── Input for this task ──
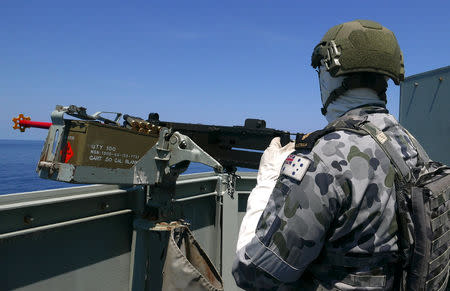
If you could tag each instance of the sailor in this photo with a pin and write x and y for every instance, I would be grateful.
(322, 215)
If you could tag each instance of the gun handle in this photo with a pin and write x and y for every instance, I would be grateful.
(285, 139)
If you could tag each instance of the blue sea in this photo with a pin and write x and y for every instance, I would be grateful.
(18, 160)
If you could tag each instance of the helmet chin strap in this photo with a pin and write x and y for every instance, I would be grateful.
(342, 94)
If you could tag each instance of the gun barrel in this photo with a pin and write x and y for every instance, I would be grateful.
(22, 122)
(36, 124)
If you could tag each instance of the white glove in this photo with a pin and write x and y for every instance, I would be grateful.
(269, 169)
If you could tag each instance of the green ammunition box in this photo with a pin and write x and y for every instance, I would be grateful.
(90, 143)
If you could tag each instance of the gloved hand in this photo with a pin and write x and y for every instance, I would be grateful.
(269, 169)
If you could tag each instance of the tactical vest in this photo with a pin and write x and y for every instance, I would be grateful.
(423, 212)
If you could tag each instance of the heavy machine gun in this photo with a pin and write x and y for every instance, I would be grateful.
(145, 158)
(95, 149)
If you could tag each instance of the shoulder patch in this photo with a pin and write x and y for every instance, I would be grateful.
(295, 167)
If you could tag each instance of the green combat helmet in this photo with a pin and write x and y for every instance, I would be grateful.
(360, 46)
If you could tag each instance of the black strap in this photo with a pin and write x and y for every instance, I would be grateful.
(361, 80)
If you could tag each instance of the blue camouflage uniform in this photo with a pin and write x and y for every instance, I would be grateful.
(333, 227)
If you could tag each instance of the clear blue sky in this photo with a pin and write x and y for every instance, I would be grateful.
(215, 62)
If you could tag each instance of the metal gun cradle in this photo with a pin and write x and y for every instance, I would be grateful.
───
Exercise requirements —
All of the data must be set down exactly, with no pictures included.

Output for this task —
If you could tag each instance of the sailor in this photo with a pin and write x and y for every instance, I would be grateful.
(322, 215)
If you could tag each instance of the gun handle in this photo with a pin and write x and y for every instance, I would be grateful.
(285, 139)
If you could tag each instance of the blue sea in this photo with a pin and write x and y for every instance, I would be grateful.
(18, 160)
If you could tag each instance of the helmet chin strap in this photo with a pin and write x and y for every instance, I would be grateful.
(342, 94)
If you could tag each instance of the gun barrel in this photo with a pin and write x and y for every instance, I would be grateful.
(22, 122)
(36, 124)
If you could tag each instance of the white glove in this photo with a pin and write x and y for every instance, I would be grateful.
(269, 169)
If you could tag each instance of the green ammunition box in this photo with a pin and write x and y for every instance, I would be grateful.
(90, 143)
If you could tag each instance of the gloved hand in this photo with a pin and write x and y for every instance, I would be grateful.
(269, 169)
If you could tag each instance of the tactical vest in this photo with a pin and write x and y for every instance, I would be grateful.
(423, 212)
If you could tag each instance of the heavy machine gun in this photo with a pin and write x and y for every instance, I would be grateful.
(145, 158)
(95, 149)
If you could tag each instance of the shoulder patch in this photo with a pin and write x and y for every instance, I would be grateful.
(295, 167)
If you could tag each instance of the green combat helmet in this photo with a pin and write x and y for every instance, I would be grateful.
(360, 46)
If you could tag each instance of the black strap in this photo with a pin and write x and y for every instance, I would be grateful.
(361, 80)
If you could tag each instance of the blue camouflage uniform in this photo with a pin and write x and y for every instance, I would be grateful.
(333, 227)
If you could tag each instance of the clear blue sky in this photo with a pin and write x and y for every instance, I would be grateful.
(215, 62)
If you could tag each instance of the metal gun cradle in this photo with a pin and write x and y for every instance, I would be grateful.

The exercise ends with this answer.